— MATERIAL SHOWN —
****************

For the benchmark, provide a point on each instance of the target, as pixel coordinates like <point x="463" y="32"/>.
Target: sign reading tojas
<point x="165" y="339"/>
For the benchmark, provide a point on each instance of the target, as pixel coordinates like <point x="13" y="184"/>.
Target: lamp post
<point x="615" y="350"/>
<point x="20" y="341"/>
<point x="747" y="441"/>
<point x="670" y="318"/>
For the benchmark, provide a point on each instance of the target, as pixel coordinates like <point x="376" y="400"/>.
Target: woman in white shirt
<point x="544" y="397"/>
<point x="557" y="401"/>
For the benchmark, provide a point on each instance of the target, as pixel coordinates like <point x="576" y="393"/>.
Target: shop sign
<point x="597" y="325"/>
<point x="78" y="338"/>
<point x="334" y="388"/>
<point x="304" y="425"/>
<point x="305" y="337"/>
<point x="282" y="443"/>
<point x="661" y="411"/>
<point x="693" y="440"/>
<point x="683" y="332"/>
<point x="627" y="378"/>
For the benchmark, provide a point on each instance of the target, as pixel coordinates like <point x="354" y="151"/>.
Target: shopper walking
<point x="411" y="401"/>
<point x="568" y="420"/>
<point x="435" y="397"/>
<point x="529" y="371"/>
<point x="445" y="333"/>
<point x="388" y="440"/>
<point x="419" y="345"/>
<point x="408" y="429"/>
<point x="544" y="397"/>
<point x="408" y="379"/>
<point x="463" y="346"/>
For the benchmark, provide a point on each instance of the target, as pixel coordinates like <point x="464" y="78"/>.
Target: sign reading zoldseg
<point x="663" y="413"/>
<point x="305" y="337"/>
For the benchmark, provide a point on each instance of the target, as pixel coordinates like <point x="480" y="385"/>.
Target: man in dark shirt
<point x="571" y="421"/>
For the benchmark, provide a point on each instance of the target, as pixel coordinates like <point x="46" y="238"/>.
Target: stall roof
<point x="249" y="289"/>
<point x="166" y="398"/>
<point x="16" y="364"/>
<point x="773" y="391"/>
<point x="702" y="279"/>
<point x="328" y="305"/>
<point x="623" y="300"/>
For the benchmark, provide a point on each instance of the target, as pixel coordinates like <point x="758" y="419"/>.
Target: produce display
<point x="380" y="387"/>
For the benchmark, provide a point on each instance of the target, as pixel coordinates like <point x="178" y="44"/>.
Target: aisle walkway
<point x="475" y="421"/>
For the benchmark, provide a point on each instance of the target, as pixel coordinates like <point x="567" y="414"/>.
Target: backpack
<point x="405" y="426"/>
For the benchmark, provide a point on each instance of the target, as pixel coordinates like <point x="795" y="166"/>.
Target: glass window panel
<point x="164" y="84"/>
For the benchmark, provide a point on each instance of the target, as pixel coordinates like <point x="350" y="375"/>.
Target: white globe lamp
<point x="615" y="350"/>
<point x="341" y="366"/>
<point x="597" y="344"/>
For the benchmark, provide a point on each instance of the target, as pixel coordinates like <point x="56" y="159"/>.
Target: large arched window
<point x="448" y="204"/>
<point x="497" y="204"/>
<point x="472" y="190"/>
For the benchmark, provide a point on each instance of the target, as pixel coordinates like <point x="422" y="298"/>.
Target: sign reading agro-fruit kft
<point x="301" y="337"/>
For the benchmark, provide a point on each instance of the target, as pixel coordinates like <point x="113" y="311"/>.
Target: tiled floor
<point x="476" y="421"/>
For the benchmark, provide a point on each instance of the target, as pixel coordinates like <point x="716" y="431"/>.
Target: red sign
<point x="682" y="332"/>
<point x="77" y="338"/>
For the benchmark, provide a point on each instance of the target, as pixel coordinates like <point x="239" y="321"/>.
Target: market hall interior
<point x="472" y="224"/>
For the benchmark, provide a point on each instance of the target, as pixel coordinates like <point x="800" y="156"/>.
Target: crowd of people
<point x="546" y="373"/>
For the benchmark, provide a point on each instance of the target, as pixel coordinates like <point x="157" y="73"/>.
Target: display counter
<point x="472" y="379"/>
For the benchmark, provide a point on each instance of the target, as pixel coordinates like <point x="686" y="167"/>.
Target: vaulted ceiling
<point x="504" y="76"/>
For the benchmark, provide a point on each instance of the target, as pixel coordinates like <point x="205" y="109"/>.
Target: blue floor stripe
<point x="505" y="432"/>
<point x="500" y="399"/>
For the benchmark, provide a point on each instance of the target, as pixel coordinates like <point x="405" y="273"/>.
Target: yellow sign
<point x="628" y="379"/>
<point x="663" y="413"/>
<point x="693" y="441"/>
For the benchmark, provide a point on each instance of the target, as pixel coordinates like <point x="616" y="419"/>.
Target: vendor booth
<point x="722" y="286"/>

****************

— DESCRIPTION OF THE TASK —
Would you reproduce the material above in full, exactly as given?

— RESULT FOR THIS EXERCISE —
For the benchmark, provide a point on each instance of the target, as pixel coordinates like <point x="463" y="32"/>.
Target: sign reading tojas
<point x="165" y="339"/>
For the benchmark, provide a point on each instance of the target, as pixel coordinates like <point x="13" y="184"/>.
Target: lamp post
<point x="615" y="350"/>
<point x="20" y="341"/>
<point x="747" y="441"/>
<point x="670" y="318"/>
For the benchmark, provide a point on each instance of the target, as pixel coordinates like <point x="376" y="400"/>.
Target: woman in white shirt
<point x="544" y="397"/>
<point x="557" y="401"/>
For the benchmark, provide a point on each instance of the target, as pixel coordinates like <point x="576" y="393"/>.
Target: shop sign
<point x="597" y="325"/>
<point x="78" y="338"/>
<point x="334" y="388"/>
<point x="304" y="425"/>
<point x="305" y="337"/>
<point x="282" y="443"/>
<point x="661" y="411"/>
<point x="693" y="440"/>
<point x="683" y="332"/>
<point x="627" y="378"/>
For the benchmark, provide a point on each instance of the target, as pixel coordinates like <point x="354" y="151"/>.
Target: shopper walking
<point x="411" y="401"/>
<point x="568" y="420"/>
<point x="435" y="397"/>
<point x="529" y="371"/>
<point x="445" y="333"/>
<point x="388" y="440"/>
<point x="419" y="345"/>
<point x="408" y="429"/>
<point x="544" y="397"/>
<point x="408" y="379"/>
<point x="463" y="346"/>
For the benchmark, provide a point on each instance of the target, as pixel coordinates like <point x="464" y="78"/>.
Target: sign reading zoldseg
<point x="663" y="413"/>
<point x="305" y="337"/>
For the benchmark, provide a point on each instance of the target, as pixel coordinates like <point x="480" y="385"/>.
Target: man in dark shirt
<point x="571" y="421"/>
For the benchmark, provide a point on each instance of the target, as pixel coordinates like <point x="46" y="238"/>.
Target: stall roof
<point x="249" y="289"/>
<point x="166" y="398"/>
<point x="16" y="364"/>
<point x="773" y="391"/>
<point x="702" y="279"/>
<point x="328" y="305"/>
<point x="623" y="300"/>
For the benchmark, provide a point on each instance of the target, as pixel coordinates like <point x="758" y="419"/>.
Target: produce display
<point x="380" y="387"/>
For the benchmark, provide a point on each instance of the target, as pixel coordinates like <point x="178" y="44"/>.
Target: aisle walkway
<point x="475" y="421"/>
For the benchmark, provide a point on each instance of the target, as pixel coordinates like <point x="567" y="414"/>.
Target: backpack
<point x="405" y="426"/>
For the benchmark, provide a point on each instance of the target, as pixel coordinates like <point x="795" y="166"/>.
Target: glass window panel
<point x="164" y="84"/>
For the benchmark, provide a point on each instance of the target, as pixel coordinates like <point x="350" y="375"/>.
Target: white globe lamp
<point x="615" y="350"/>
<point x="341" y="366"/>
<point x="597" y="344"/>
For the benchmark, provide a point on each instance of the target, as pixel coordinates like <point x="56" y="159"/>.
Target: large arched window
<point x="448" y="204"/>
<point x="497" y="204"/>
<point x="472" y="190"/>
For the benchmark, provide a point on each instance of the target, as pixel coordinates like <point x="422" y="298"/>.
Target: sign reading agro-fruit kft
<point x="301" y="337"/>
For the benchmark, provide a point on each instance of the target, as pixel coordinates like <point x="113" y="311"/>.
Target: tiled floor
<point x="476" y="421"/>
For the benchmark, provide a point on each instance of the target, as pixel coordinates like <point x="716" y="431"/>.
Target: red sign
<point x="682" y="332"/>
<point x="77" y="338"/>
For the benchmark, provide a point on each instance of the target, as pixel coordinates like <point x="239" y="321"/>.
Target: market hall interior
<point x="472" y="224"/>
For the benchmark, provide a point on each instance of the target, as pixel coordinates like <point x="800" y="156"/>.
Target: crowd of people
<point x="546" y="373"/>
For the benchmark, provide a point on each instance of the target, as pixel coordinates like <point x="157" y="73"/>.
Target: display counter
<point x="472" y="379"/>
For the benchmark, provide a point on each instance of the target, as pixel coordinates like <point x="686" y="167"/>.
Target: vaulted ceiling
<point x="504" y="76"/>
For the benchmark, provide a point on each instance of the target, as pixel coordinates like <point x="205" y="109"/>.
Target: blue floor stripe
<point x="505" y="432"/>
<point x="500" y="399"/>
For the benchmark, provide a point on each instance of the target, as pixel coordinates like <point x="405" y="273"/>.
Target: yellow sign
<point x="628" y="379"/>
<point x="663" y="413"/>
<point x="693" y="441"/>
For the benchmark, provide a point on each instance of the target, as pixel coordinates like <point x="616" y="419"/>.
Target: vendor booth
<point x="722" y="286"/>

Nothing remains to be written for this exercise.